>> begin Data in this exercise

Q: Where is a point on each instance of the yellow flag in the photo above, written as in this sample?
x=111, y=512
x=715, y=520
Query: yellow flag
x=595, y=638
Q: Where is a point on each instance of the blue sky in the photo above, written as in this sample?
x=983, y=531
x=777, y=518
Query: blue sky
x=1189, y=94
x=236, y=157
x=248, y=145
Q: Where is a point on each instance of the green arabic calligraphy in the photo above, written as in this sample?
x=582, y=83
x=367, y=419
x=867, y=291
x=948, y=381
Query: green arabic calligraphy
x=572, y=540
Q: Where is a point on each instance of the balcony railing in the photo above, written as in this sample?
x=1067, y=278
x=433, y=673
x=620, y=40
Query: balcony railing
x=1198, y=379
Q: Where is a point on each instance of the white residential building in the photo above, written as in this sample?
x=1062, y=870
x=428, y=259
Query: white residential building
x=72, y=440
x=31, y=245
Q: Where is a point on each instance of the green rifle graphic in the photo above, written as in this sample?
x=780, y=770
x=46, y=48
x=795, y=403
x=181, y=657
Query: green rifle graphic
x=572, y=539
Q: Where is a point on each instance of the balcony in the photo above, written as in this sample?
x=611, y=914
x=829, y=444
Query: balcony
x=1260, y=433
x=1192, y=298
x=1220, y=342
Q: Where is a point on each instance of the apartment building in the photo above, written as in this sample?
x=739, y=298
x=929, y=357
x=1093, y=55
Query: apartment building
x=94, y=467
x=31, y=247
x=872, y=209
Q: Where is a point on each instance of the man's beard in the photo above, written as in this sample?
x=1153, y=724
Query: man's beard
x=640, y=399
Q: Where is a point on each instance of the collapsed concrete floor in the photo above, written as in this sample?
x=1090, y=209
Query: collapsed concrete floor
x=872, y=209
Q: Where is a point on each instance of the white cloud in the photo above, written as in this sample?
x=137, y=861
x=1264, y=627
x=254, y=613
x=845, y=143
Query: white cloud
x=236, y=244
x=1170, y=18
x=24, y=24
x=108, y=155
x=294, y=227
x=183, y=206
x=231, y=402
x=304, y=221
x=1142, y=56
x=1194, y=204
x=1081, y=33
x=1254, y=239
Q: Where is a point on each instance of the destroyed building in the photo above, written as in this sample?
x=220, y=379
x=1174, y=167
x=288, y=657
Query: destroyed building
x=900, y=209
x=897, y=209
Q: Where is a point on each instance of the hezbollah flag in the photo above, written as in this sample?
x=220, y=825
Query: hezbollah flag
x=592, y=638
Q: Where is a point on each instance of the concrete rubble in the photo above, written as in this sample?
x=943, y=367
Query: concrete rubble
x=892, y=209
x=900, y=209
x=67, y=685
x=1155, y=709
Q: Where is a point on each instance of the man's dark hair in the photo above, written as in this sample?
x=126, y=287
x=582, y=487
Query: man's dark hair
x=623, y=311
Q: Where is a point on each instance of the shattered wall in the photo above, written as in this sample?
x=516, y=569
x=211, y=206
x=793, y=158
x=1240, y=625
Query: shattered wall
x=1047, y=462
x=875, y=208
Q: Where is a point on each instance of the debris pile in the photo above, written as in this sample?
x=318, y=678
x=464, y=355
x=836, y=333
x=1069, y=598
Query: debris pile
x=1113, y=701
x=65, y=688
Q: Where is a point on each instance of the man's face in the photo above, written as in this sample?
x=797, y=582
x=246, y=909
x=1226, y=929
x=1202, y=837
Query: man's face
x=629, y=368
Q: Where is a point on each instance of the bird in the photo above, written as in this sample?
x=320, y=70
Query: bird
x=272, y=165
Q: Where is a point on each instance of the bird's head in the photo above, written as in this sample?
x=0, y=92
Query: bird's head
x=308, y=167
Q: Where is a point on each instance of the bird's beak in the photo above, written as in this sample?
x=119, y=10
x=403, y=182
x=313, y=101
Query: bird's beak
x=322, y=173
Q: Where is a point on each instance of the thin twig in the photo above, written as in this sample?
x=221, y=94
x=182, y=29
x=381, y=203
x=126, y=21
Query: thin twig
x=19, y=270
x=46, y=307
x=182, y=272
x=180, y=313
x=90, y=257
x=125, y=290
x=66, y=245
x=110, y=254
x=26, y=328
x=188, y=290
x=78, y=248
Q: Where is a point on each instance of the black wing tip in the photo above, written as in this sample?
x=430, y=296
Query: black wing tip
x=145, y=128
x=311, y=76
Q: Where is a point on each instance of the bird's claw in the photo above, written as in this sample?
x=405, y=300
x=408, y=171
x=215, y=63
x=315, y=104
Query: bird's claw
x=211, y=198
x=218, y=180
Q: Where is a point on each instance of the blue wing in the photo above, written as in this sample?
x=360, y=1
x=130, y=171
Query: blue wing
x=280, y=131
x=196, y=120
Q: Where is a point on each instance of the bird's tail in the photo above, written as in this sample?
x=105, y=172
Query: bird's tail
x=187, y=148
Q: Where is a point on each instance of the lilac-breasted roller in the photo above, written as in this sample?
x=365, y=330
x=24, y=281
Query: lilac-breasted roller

>> end Data in this exercise

Request>
Arrange every line of the rows above as a JSON list of strings, with one string per line and no blank lines.

Answer to the exercise>
[
  "Q: Where is a point on each instance of the yellow flag in the photo above, written as in this sample?",
  "x=111, y=512",
  "x=715, y=520",
  "Query: yellow flag",
  "x=595, y=638",
  "Q: Where is a point on each instance of the blue sky in the photo above, written as in this sample?",
  "x=983, y=531",
  "x=777, y=518",
  "Query: blue sky",
  "x=1189, y=94",
  "x=236, y=157",
  "x=248, y=145",
  "Q: Where is a point on each instance of the green arabic calligraphy in the photo above, written as in this sample?",
  "x=582, y=83",
  "x=367, y=419",
  "x=867, y=291",
  "x=948, y=381",
  "Query: green arabic calligraphy",
  "x=572, y=540",
  "Q: Where is a point on each instance of the balcony railing in the photo above, written as in this sample?",
  "x=1067, y=278",
  "x=433, y=673",
  "x=620, y=40",
  "Query: balcony railing",
  "x=1198, y=379",
  "Q: Where is a point on each instance of the white residential building in the photo above, written as in this sample?",
  "x=1062, y=870",
  "x=428, y=259",
  "Query: white residential building",
  "x=72, y=440",
  "x=31, y=245",
  "Q: Where is a point on each instance of the green rifle graphic in the photo above, written as in this sample?",
  "x=780, y=770",
  "x=46, y=48",
  "x=795, y=403",
  "x=181, y=657",
  "Query: green rifle graphic",
  "x=572, y=539",
  "Q: Where is a point on each instance of the balcony in the photo above, written as in this sample?",
  "x=611, y=914",
  "x=829, y=444",
  "Query: balcony",
  "x=1260, y=433",
  "x=1192, y=298",
  "x=1220, y=342",
  "Q: Where is a point on each instance of the apartment building in the photo above, written as in this sample?",
  "x=739, y=298",
  "x=929, y=357",
  "x=1093, y=55",
  "Query: apartment building",
  "x=94, y=467",
  "x=31, y=247",
  "x=872, y=209",
  "Q: Where is a point on each instance of the man's beard in the photo above, written as in this sample?",
  "x=1153, y=724",
  "Query: man's beard",
  "x=640, y=399",
  "Q: Where is a point on each instance of the collapsed concrete floor in the photo above, written as in this sample?",
  "x=1090, y=209",
  "Query: collapsed concrete floor",
  "x=872, y=209",
  "Q: Where is a point on each instance of the white cloud in the photo above, written as in this sample?",
  "x=137, y=861",
  "x=1264, y=627",
  "x=254, y=613",
  "x=845, y=143",
  "Query: white cloud",
  "x=236, y=244",
  "x=1170, y=18",
  "x=24, y=24",
  "x=108, y=155",
  "x=294, y=227",
  "x=183, y=206",
  "x=231, y=402",
  "x=304, y=221",
  "x=1142, y=56",
  "x=1194, y=204",
  "x=1081, y=33",
  "x=1254, y=239",
  "Q: Where is a point on each instance of the destroyed building in the photo above, written as in this sample?",
  "x=220, y=379",
  "x=1174, y=167",
  "x=288, y=657",
  "Query: destroyed building",
  "x=900, y=209",
  "x=897, y=209",
  "Q: Where is a point on each instance of the hezbollah flag in the photo above, written as in this sample?",
  "x=220, y=825",
  "Query: hezbollah flag",
  "x=592, y=638",
  "Q: Where is a point on each instance of the concrete rubble in the photo above, written as in this sample?",
  "x=943, y=367",
  "Query: concrete rubble",
  "x=892, y=209",
  "x=900, y=209",
  "x=67, y=685",
  "x=1155, y=709",
  "Q: Where is a point on each instance of the man's dark hair in the photo above, written as in this sample?",
  "x=126, y=287",
  "x=582, y=487",
  "Query: man's dark hair",
  "x=623, y=311",
  "Q: Where is a point on each instance of the shattered wall in the photo above, written as in this sample?",
  "x=516, y=569",
  "x=211, y=206",
  "x=793, y=158",
  "x=1240, y=625",
  "Query: shattered wall",
  "x=1047, y=462",
  "x=875, y=208",
  "Q: Where is a point on each instance of the debris pile in the photo above, written as in this sample?",
  "x=318, y=678",
  "x=464, y=355",
  "x=836, y=333",
  "x=1069, y=598",
  "Query: debris pile",
  "x=1113, y=701",
  "x=65, y=688",
  "Q: Where is a point on each instance of the man's face in the photo above, written as in this sample?",
  "x=797, y=582",
  "x=246, y=909",
  "x=1226, y=929",
  "x=1202, y=837",
  "Query: man's face",
  "x=629, y=368",
  "Q: Where is a point on each instance of the bird in the photo above, written as in this sample?",
  "x=320, y=70",
  "Query: bird",
  "x=272, y=165",
  "Q: Where is a point on each instance of the bird's head in the photo above, written as in this sample?",
  "x=0, y=92",
  "Query: bird's head",
  "x=308, y=167",
  "Q: Where is a point on each instance of the bird's beak in the photo above, written as in this sample?",
  "x=119, y=10",
  "x=403, y=182",
  "x=313, y=101",
  "Query: bird's beak",
  "x=322, y=173",
  "Q: Where is a point on each instance of the thin twig in the photo above, written as in this sample?",
  "x=221, y=94",
  "x=182, y=29",
  "x=381, y=203",
  "x=126, y=21",
  "Query: thin twig",
  "x=19, y=270",
  "x=46, y=307",
  "x=182, y=272",
  "x=180, y=313",
  "x=90, y=257",
  "x=125, y=290",
  "x=66, y=245",
  "x=110, y=254",
  "x=26, y=328",
  "x=188, y=290",
  "x=78, y=248",
  "Q: Where is a point on each instance of the black wing tip in the photo above, written as in this sample?",
  "x=430, y=296",
  "Query: black wing tip",
  "x=145, y=128",
  "x=311, y=76",
  "Q: Where is a point on each instance of the bird's claw in the photo above, written as in this sample?",
  "x=405, y=300",
  "x=408, y=171",
  "x=215, y=63",
  "x=315, y=104",
  "Query: bird's claw",
  "x=211, y=198",
  "x=218, y=180",
  "Q: Where is a point on each instance of the blue wing in the photo above, written as in this sample?",
  "x=360, y=1",
  "x=130, y=171",
  "Query: blue wing",
  "x=280, y=131",
  "x=196, y=120",
  "Q: Where is a point on each instance of the bird's tail in the photo above, written as in this sample?",
  "x=105, y=172",
  "Query: bird's tail",
  "x=187, y=148",
  "Q: Where is a point on each instance of the lilac-breasted roller in the photo above, written as in this sample?",
  "x=365, y=330",
  "x=24, y=281",
  "Query: lilac-breasted roller"
]